§ Source document

------------------------

The financial policy variables have limited effects on the RER. The effect of the URR appears to have been enough to compensate for the wider domestic/foreign interest rate differential associated to the cyclical upswing, but completely insufficient to face the push of capital flows surge. On the other hand, the contribution of the foreign exchange intervention on the RER appears to be insignificant and short-lasting. Not only the effectiveness of the URR on the RER appears to be much stronger and long-lasting that of the intervention in the foreign exchange market, but also appears to be more efficient when considering the fiscal costs involved. While the URR yielded 0.2 to 0.3 percent of GDP in revenue to the Central Bank during its application, the fiscal cost of using foreign exchange intervention is not irrelevant. International reserves yield the libo real rate and to the extent the net purchases of foreign exchange had to be sterilized, they were financed at the domestic real rate (rdom). The net return of such an operation, finance international reserves positions domestically have been negative, being the historical average -400 basis points excluding the effect of changes in the real exchange rate43. In recent periods the cost of domestically financing NIR has fallen reflecting lower sovereign spreads and a more accommodative domestic monetary policy.

The effect of the financial policy variables was insufficient to confront the external push of capital flows during the surge. The increase of capital flows to Latin-American countries, nkf_abm, that took place during the time of the surge of inflows resulted in a strong and long lasting appreciation of the RER. The additional US$10 billion in nkf_abm would have appreciated the RER by a cumulative 2 percent after 3 quarters, and by 1.4 percent over the long-term. Furthermore, a 1 percent increase in the terms of trade resulted in a real appreciation of 0.4 percent in the short-run and 0.3 percent in the longer term.

------------------------

§ Provided data
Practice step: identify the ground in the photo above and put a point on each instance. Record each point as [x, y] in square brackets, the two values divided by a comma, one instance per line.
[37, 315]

------------------------

§ Task requirements
1. According to the passage on the real exchange rate, why is the URR more efficient than foreign exchange intervention once fiscal costs are considered? Answer in one to three sentences.
2. Pick up the passage on the real exchange rate after its final sentence and carry it forward.
The listing plays no part in the work here.

§ Outputs for the tasks
1. The URR brought the Central Bank revenue of 0.2 to 0.3 percent of GDP while it was applied. Foreign exchange intervention had a fiscal cost: sterilized purchases were financed at the domestic real rate, while the reserves earned only the rate they yield abroad. This left a negative net return, with a historical average of -400 basis points.

2.
According to the estimation results, the policy variables that could be used to confront the RER appreciation are the import tariffs and government spending. Of course those policies have their own objectives, so that may not be available to manage the RER, but their potential contribution should not be dismissed and could in some cases be consider an additional benefit of pursuing certain structural policy directions. In this regard, the reduction of import tariffs during a period of capital flow surges add an element of RER stabilization to the welfare benefits associated to trade opening, a 1 percent reduction in the tariff index may depreciate the RER by 5 percent over the long term. Moreover, the use of a counter cyclical fiscal policy not also contributes to output stability, but in addition would help to avoid a rapidly growing government spending during the boom that may end up aggravating the RER appreciation resulting from the surge in capital flows. A reduction of 1 percent of GDP in government spending would depreciate the RER by almost 5 percent over the long term. No doubt both responses appear to be extremely strong and may represent an over estimation. However, they are indicative of the relative importance of structural policies over financial policies in determining the value of the real exchange rate in the medium- and long-term.

IV. Conclusions and Policy Lessons

An independent monetary policy is essential for a country like Chile that faces idiosyncratic shocks and where inflation control is the goal of the independent central bank. With a pegged exchange rate within a band, an independent monetary policy is possible to conduct only by limiting international financial integration; thus, capital account regulations were applied in Chile as a complement to the quasi-pegged exchange rate. Not surprisingly, the gradual liberalization of the capital account in Chile was carried out in a macroeconomically opportunistic fashion and in parallel with increased exchange rate flexibility. The elimination of outflow restrictions was done during the surge of capital inflows, while the elimination of the inflow restrictions took place after the sudden stop in capital flows. Finally, the liberalization was completed, together with the floating of the exchange rate, after the Chilean financial system had gained recognition for its strengths and stability.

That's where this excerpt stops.